§ Exercise task:
Rewrite these lines with "whole pixels" changed to "integer pixels" everywhere and everything else left the same. Omit the pictures from the answer.

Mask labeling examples
===============
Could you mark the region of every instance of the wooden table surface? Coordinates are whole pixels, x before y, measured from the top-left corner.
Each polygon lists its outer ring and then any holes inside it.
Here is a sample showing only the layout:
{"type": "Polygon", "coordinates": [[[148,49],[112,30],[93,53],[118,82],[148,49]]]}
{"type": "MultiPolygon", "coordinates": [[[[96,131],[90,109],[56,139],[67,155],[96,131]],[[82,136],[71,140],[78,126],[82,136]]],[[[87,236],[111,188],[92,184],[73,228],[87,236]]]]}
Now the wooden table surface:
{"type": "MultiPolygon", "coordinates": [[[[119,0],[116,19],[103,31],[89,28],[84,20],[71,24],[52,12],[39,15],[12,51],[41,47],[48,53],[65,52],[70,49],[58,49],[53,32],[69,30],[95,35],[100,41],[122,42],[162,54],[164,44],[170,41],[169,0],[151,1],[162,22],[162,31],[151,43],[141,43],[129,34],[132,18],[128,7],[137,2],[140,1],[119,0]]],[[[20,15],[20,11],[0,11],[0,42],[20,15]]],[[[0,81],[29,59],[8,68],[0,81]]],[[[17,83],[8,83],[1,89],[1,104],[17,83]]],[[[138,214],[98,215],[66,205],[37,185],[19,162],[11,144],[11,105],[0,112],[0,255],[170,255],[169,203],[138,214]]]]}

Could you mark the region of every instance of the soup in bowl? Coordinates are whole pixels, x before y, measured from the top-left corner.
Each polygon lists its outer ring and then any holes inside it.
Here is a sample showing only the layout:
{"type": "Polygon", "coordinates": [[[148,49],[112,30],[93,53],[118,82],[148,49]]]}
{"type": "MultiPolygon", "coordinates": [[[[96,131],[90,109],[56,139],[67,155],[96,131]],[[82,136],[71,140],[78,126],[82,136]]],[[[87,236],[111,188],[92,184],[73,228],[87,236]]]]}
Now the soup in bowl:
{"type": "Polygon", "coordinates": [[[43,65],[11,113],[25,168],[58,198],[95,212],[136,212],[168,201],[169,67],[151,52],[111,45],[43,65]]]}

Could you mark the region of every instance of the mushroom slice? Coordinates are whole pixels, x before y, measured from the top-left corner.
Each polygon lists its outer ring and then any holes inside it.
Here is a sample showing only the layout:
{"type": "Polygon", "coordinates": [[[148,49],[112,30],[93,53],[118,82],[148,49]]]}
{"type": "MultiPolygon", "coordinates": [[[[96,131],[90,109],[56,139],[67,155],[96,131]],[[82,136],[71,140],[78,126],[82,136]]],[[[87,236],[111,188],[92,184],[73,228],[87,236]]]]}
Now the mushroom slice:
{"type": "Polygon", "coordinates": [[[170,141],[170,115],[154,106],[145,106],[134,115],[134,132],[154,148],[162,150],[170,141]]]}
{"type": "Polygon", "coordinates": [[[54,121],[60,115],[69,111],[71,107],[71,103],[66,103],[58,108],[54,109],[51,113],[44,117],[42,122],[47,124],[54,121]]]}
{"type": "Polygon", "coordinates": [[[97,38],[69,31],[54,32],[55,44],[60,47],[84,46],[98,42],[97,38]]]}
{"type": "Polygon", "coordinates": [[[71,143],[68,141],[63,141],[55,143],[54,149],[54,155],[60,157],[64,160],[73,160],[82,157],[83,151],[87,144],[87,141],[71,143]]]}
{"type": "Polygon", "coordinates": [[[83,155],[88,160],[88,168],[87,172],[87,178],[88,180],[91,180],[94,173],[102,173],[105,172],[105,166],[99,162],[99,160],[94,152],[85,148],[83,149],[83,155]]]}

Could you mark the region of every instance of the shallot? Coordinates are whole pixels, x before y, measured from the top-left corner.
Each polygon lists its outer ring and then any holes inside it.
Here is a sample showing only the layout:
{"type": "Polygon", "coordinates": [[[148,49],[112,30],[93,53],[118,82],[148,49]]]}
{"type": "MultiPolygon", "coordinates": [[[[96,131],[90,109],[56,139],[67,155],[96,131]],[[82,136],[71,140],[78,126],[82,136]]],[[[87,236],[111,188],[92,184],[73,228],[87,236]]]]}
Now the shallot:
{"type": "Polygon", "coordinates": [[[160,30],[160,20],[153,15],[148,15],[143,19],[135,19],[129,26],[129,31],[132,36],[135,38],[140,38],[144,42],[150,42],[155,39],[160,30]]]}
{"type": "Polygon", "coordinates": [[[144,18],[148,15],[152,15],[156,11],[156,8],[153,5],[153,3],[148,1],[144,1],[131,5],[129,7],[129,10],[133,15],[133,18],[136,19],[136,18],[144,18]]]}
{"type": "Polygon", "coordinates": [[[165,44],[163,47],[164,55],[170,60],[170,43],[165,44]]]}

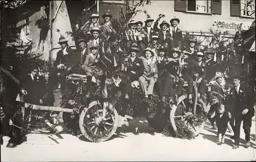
===============
§ Solution to the problem:
Could you mark the region of every instance of the wooden table surface? Coordinates are integer pixels, x before y, measured from the top-left corner.
Each polygon lists its outer ring and then any holes inside it.
Here is a sample showing only the layout:
{"type": "Polygon", "coordinates": [[[148,49],[112,30],[93,53],[118,82],[148,49]]]}
{"type": "MultiPolygon", "coordinates": [[[[96,131],[90,109],[56,139],[67,155],[96,131]],[[82,136],[71,140],[78,126],[82,136]]],[[[87,236],[111,188],[92,184],[73,228],[87,236]]]]}
Now the wooden table surface:
{"type": "MultiPolygon", "coordinates": [[[[119,0],[116,19],[103,31],[89,28],[84,20],[71,24],[52,12],[39,15],[12,51],[41,47],[48,53],[65,52],[70,49],[58,49],[53,32],[69,30],[95,35],[100,41],[122,42],[162,54],[164,44],[170,41],[169,0],[151,1],[162,22],[162,31],[151,43],[141,43],[129,34],[132,18],[128,7],[137,2],[140,1],[119,0]]],[[[20,15],[20,11],[0,11],[0,42],[20,15]]],[[[0,81],[29,59],[8,68],[0,81]]],[[[17,83],[8,83],[1,89],[1,104],[17,83]]],[[[138,214],[98,215],[66,205],[37,185],[19,162],[11,144],[11,105],[0,112],[0,255],[170,255],[169,203],[138,214]]]]}

Could you mark the region of every instance of the soup in bowl? Coordinates are integer pixels, x before y, measured from the top-left corner.
Each polygon lists its outer ring and then any holes inside it.
Here is a sample showing only the layout:
{"type": "Polygon", "coordinates": [[[148,49],[112,30],[93,53],[118,82],[148,49]]]}
{"type": "MultiPolygon", "coordinates": [[[[96,131],[90,109],[56,139],[67,155],[96,131]],[[82,136],[71,140],[78,126],[82,136]]],[[[87,236],[111,188],[92,184],[73,228],[87,236]]]]}
Now the soup in bowl:
{"type": "Polygon", "coordinates": [[[43,65],[11,113],[25,168],[58,198],[95,212],[136,212],[168,201],[169,67],[151,52],[111,45],[43,65]]]}

Could you mark the region of every instance of the mushroom slice? Coordinates are integer pixels, x before y, measured from the top-left corner.
Each polygon lists its outer ring and then any holes inside it.
Here is a sample showing only the layout:
{"type": "Polygon", "coordinates": [[[148,49],[112,30],[93,53],[118,82],[148,49]]]}
{"type": "MultiPolygon", "coordinates": [[[[96,131],[90,109],[56,139],[67,155],[96,131]],[[82,136],[71,140],[78,126],[82,136]]],[[[87,236],[111,188],[92,184],[73,228],[87,236]]]]}
Now the mushroom slice:
{"type": "Polygon", "coordinates": [[[170,141],[170,115],[154,106],[145,106],[134,115],[134,132],[154,148],[162,150],[170,141]]]}
{"type": "Polygon", "coordinates": [[[54,121],[60,115],[69,111],[71,107],[71,103],[66,103],[58,108],[54,109],[51,113],[44,117],[42,122],[47,124],[54,121]]]}
{"type": "Polygon", "coordinates": [[[97,38],[69,31],[54,32],[55,44],[60,47],[84,46],[98,42],[97,38]]]}
{"type": "Polygon", "coordinates": [[[71,143],[68,141],[63,141],[55,143],[54,149],[54,155],[60,157],[64,160],[73,160],[82,157],[83,151],[87,144],[87,141],[71,143]]]}
{"type": "Polygon", "coordinates": [[[83,155],[88,160],[88,168],[87,172],[87,178],[88,180],[91,180],[94,173],[102,173],[105,172],[105,166],[99,162],[99,160],[94,152],[85,148],[83,149],[83,155]]]}

Could you mark the region of every instance of the shallot? Coordinates are integer pixels, x before y, measured from the top-left corner.
Each polygon lists its outer ring and then any holes inside it.
Here is a sample showing only the layout:
{"type": "Polygon", "coordinates": [[[148,49],[112,30],[93,53],[118,82],[148,49]]]}
{"type": "MultiPolygon", "coordinates": [[[[96,131],[90,109],[56,139],[67,155],[96,131]],[[82,136],[71,140],[78,126],[82,136]]],[[[87,236],[111,188],[92,184],[73,228],[87,236]]]]}
Now the shallot:
{"type": "Polygon", "coordinates": [[[160,30],[160,20],[153,15],[148,15],[143,19],[135,19],[129,26],[129,31],[132,36],[135,38],[140,38],[144,42],[150,42],[155,39],[160,30]]]}
{"type": "Polygon", "coordinates": [[[144,18],[148,15],[152,15],[156,11],[156,8],[153,5],[153,3],[148,1],[144,1],[131,5],[129,7],[129,10],[133,15],[133,18],[136,19],[136,18],[144,18]]]}
{"type": "Polygon", "coordinates": [[[165,44],[163,47],[164,55],[170,60],[170,43],[165,44]]]}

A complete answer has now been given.